TEXT SECTION:
+ + + +

My husband Dave and I entered 2014 with great excitement as we had planned our trip to the UK and the Isle of Mann to visit our daughters and their families. I had the added joy of going to meet my first grandchild to be born end of April 2014.
I had the strong feeling to invite my 90 year old mother who lived in the province of Kwa-Zulu Natal to come and spend two weeks with us in Cape Town over Easter before we left for the UK on 10 May.
We always treated her visits as though they could be the last and this time we had the pleasure of taking her for a guided tour in the golf buggy around Kirstenbosch Botanical gardens, enjoying fish and chips at Fish Hoek beach on one of our special spring evenings. A real highlight was taking her to see Swan Lake ballet which she loved.
Mum’s last sunset
The day before we had to admit her to hospital, we took her for a two hour ride in a wheel chair along Sea Point promenade and through Green Point Park. We decided to take the long way home, stopping to see a most spectacular sunset – little did we know that this would be Mum’s last sunset.
Our dear Mum was the great family matriarch and we all loved her dearly. To honour her on the occasion of her 90th birthday in September 2013, all the family had gathered in the seaside town of Cape St Francis to celebrate this big milestone.
My daughter had made a photobook of her life with pictures of all the family and a message from each of us. This was a real treasure for her and in retrospect we are so thrilled we were able to express our love and appreciation when she was still alive rather than doing this only at her memorial service.
Admission and diagnosis
On Easter Monday after her wheelchair walk, my Mum – who had lived a good healthy life – woke up with terrible pains in her stomach and I admitted her to hospital.

+ + + +

RECORDED INFORMATION:

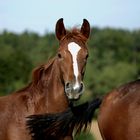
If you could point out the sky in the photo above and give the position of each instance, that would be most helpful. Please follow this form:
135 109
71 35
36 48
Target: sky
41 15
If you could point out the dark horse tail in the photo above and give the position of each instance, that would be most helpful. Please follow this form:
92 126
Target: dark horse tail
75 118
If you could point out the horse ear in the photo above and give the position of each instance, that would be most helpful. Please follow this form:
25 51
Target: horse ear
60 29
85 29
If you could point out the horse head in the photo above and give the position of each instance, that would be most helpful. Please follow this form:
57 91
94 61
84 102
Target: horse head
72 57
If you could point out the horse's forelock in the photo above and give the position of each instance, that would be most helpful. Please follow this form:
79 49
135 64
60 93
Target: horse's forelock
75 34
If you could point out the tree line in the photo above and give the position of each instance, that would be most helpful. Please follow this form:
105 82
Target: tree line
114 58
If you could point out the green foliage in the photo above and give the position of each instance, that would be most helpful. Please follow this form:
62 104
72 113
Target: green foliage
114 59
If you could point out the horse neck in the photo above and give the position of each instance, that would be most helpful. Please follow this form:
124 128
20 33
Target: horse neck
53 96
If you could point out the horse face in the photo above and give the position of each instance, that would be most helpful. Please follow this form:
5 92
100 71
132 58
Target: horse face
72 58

+ + + +

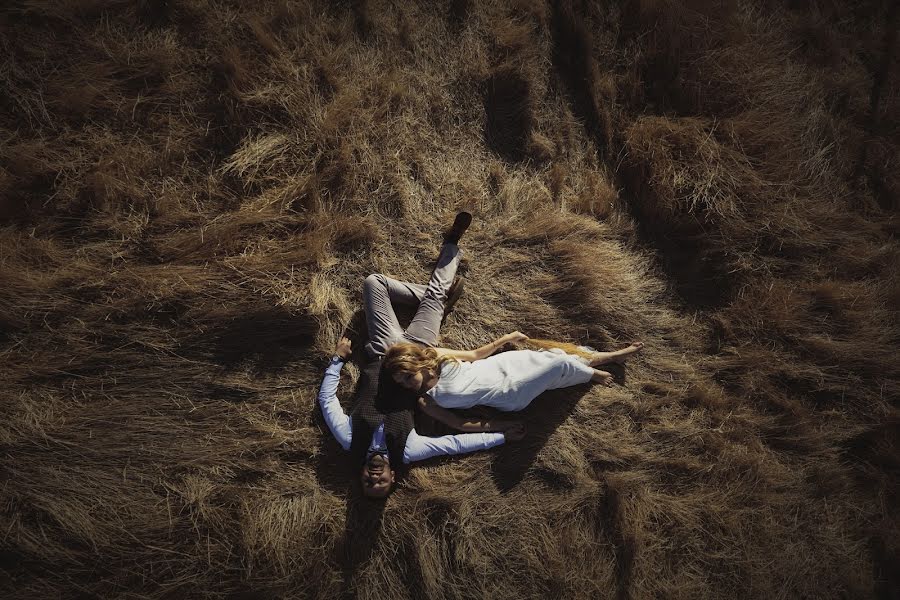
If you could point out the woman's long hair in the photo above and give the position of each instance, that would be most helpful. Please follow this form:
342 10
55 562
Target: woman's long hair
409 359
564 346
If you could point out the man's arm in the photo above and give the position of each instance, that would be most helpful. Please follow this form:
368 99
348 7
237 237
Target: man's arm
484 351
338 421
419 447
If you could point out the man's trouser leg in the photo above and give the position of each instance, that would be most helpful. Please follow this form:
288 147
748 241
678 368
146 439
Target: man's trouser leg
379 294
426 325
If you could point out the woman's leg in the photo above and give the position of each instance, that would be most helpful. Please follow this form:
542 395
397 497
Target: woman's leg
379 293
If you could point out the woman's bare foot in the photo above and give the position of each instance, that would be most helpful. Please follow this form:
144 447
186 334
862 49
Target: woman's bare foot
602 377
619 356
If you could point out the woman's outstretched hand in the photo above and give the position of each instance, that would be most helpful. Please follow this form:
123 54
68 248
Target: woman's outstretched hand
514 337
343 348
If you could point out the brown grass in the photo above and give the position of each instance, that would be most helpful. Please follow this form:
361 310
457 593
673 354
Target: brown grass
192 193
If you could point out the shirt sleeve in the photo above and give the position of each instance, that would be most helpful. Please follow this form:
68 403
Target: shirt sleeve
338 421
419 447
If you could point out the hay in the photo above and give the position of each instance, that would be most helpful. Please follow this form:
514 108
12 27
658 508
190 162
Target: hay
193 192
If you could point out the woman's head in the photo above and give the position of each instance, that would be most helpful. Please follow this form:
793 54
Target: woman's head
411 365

+ + + +

EXERCISE OBJECTIVE: Reproduce the part of the account of the mother's final visit from "My husband Dave" to "UK on 10 May." word for word. Rely only on the account of the mother's final visit.

EXPECTED OUTPUT:
My husband Dave and I entered 2014 with great excitement as we had planned our trip to the UK and the Isle of Mann to visit our daughters and their families. I had the added joy of going to meet my first grandchild to be born end of April 2014.
I had the strong feeling to invite my 90 year old mother who lived in the province of Kwa-Zulu Natal to come and spend two weeks with us in Cape Town over Easter before we left for the UK on 10 May.